TEXT:
+---+

In order to remove characters from a file, the length of the file must be reduced. There is no portable way to truncate a file, except to a size of 0.

A portable way to achieve your goal is to read the file contents in memory, perform whatever processing in memory and write back the new contents into a newly created file with the same name.

Here is an example with error checking:

#include <stdlib.h>

int main(void) {
    FILE *fp = fopen("sortie.txt", "r");
    if (fp == NULL) {
        perror("cannot open sortie.txt for reading");
        return 1;
    }
    char *buffer = NULL;
    size_t length = 0, size = 0;
    int c, last = '\n';
    while ((c = getc(fp)) != EOF) {
        if (c != '\n' || last != '\n') {
            if (length >= size) {
                size_t new_size = size + size / 2 + 32;
                char *new_buffer = realloc(buffer, new_size);
                if (new_buffer == NULL) {
                    perror("cannot reallocate buffer");
                    free(buffer);
                    fclose(fp);
                    return 1;
                }
                buffer = new_buffer;
                size = new_size;
            }
            buffer[length++] = (char)c;
        }
        last = c;
    }
    fclose(fp);
    fp = fopen("sortie.txt", "w");
    if (fp == NULL) {
        perror("cannot open sortie.txt for writing");
        free(buffer);
        return 1;
    }
    int status = 0;
    size_t written = fwrite(buffer, 1, length, fp);
    free(buffer);
    if (written != length) {
        fprintf(stderr, "error writing to sortie.txt: %zu written, expected %zu\n",
                written, length);
        status = 1;
    }
    if (fclose(fp)) {
        perror("error closing sortie.txt");
        status = 1;
    }
    return status;
}

The problem with this approach is the potential data loss if the program is interrupted at the wrong time before the updated contents is fully written.

+---+

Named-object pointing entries

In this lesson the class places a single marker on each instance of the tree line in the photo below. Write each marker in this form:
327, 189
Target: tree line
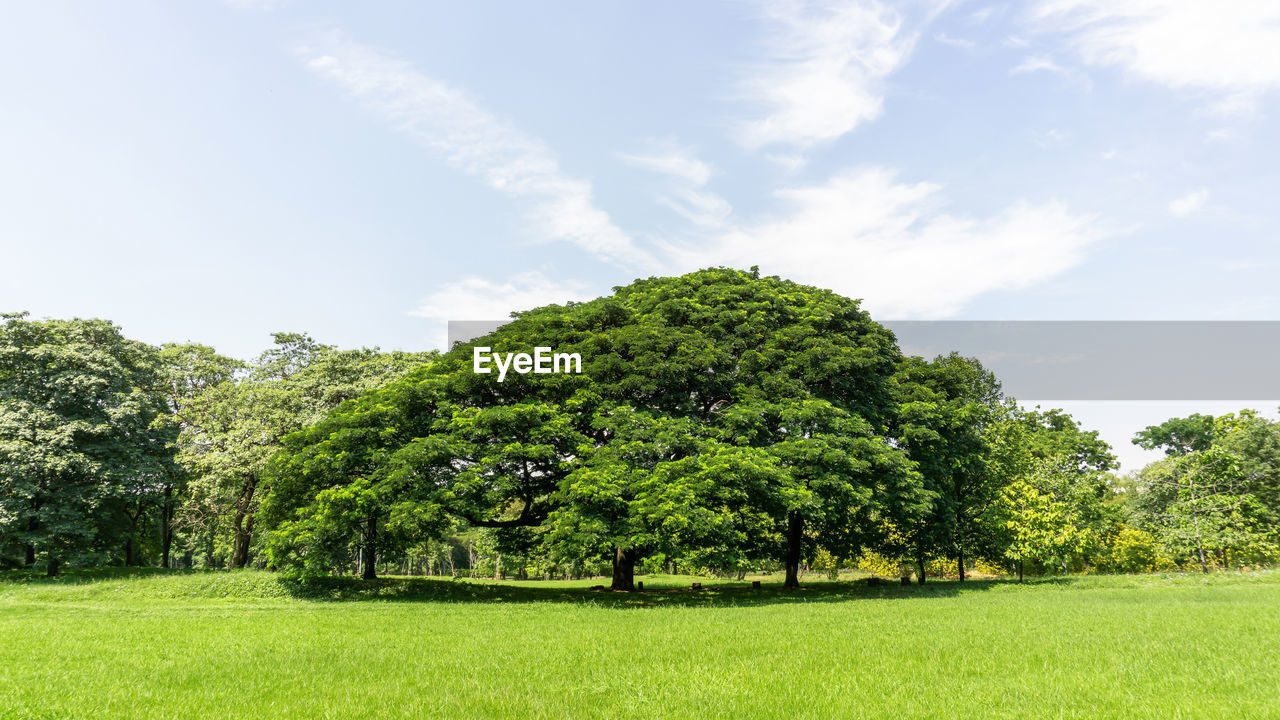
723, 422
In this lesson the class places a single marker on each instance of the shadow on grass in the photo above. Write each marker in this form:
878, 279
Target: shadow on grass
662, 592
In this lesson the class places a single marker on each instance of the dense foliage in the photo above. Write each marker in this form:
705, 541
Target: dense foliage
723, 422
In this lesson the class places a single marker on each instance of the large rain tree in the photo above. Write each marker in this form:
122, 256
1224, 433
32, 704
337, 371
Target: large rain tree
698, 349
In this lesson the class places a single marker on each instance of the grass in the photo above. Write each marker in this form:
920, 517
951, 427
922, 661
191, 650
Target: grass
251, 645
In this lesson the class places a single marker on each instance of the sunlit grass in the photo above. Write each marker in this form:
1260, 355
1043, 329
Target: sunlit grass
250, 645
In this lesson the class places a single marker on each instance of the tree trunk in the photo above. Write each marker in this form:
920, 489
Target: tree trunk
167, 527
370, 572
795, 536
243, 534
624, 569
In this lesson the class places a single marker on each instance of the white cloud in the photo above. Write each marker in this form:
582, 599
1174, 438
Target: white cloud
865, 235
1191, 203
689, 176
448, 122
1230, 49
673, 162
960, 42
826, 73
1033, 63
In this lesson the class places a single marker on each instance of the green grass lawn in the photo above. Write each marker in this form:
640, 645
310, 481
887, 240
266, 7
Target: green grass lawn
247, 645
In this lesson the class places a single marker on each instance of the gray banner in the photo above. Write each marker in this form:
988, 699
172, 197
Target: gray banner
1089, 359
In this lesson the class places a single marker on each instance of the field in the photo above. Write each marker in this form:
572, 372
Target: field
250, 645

+---+

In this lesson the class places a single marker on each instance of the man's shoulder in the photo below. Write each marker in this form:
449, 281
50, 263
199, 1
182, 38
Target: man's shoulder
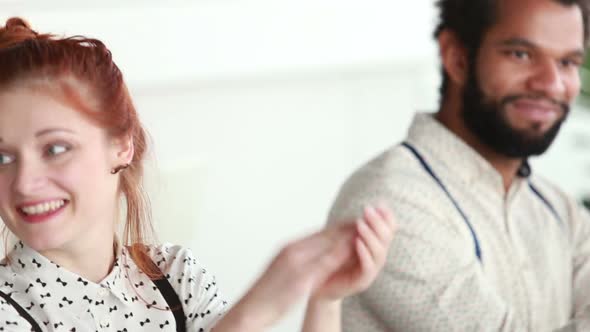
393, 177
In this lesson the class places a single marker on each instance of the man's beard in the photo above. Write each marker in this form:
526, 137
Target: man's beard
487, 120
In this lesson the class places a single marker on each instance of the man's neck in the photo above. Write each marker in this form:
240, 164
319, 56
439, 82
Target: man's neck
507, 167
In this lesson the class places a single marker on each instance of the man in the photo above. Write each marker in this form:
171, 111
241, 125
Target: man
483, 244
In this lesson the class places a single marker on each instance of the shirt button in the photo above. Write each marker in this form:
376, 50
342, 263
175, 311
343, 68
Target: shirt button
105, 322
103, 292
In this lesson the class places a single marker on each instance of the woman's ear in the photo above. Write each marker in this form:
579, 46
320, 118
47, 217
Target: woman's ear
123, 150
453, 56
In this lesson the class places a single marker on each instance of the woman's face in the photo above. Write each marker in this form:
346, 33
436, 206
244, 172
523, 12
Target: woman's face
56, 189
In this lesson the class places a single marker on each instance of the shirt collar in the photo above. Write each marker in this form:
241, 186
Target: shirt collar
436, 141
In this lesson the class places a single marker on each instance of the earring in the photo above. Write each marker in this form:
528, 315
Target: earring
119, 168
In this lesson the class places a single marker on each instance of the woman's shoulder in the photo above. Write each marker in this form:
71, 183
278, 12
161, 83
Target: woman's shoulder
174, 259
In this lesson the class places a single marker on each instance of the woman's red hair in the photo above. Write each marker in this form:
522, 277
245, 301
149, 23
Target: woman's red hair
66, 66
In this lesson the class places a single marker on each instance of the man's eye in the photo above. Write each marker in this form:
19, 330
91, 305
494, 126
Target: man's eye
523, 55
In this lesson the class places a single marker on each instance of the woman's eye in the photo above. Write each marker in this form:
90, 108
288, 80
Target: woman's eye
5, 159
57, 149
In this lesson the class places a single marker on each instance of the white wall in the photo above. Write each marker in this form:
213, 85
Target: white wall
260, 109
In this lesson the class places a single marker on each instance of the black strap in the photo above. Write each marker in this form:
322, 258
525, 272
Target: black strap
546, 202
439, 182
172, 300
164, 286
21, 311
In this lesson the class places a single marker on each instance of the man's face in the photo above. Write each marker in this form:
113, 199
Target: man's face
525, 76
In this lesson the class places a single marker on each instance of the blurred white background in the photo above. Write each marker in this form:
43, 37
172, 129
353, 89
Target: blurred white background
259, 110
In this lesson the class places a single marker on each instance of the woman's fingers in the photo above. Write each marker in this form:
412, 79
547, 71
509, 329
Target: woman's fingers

+---+

EXERCISE PROMPT: In the text on removing characters from a file, write out the part from "The problem with" to "is fully written.", replacing "data loss" with "file corruption".

COMPLETE RESPONSE:
The problem with this approach is the potential file corruption if the program is interrupted at the wrong time before the updated contents is fully written.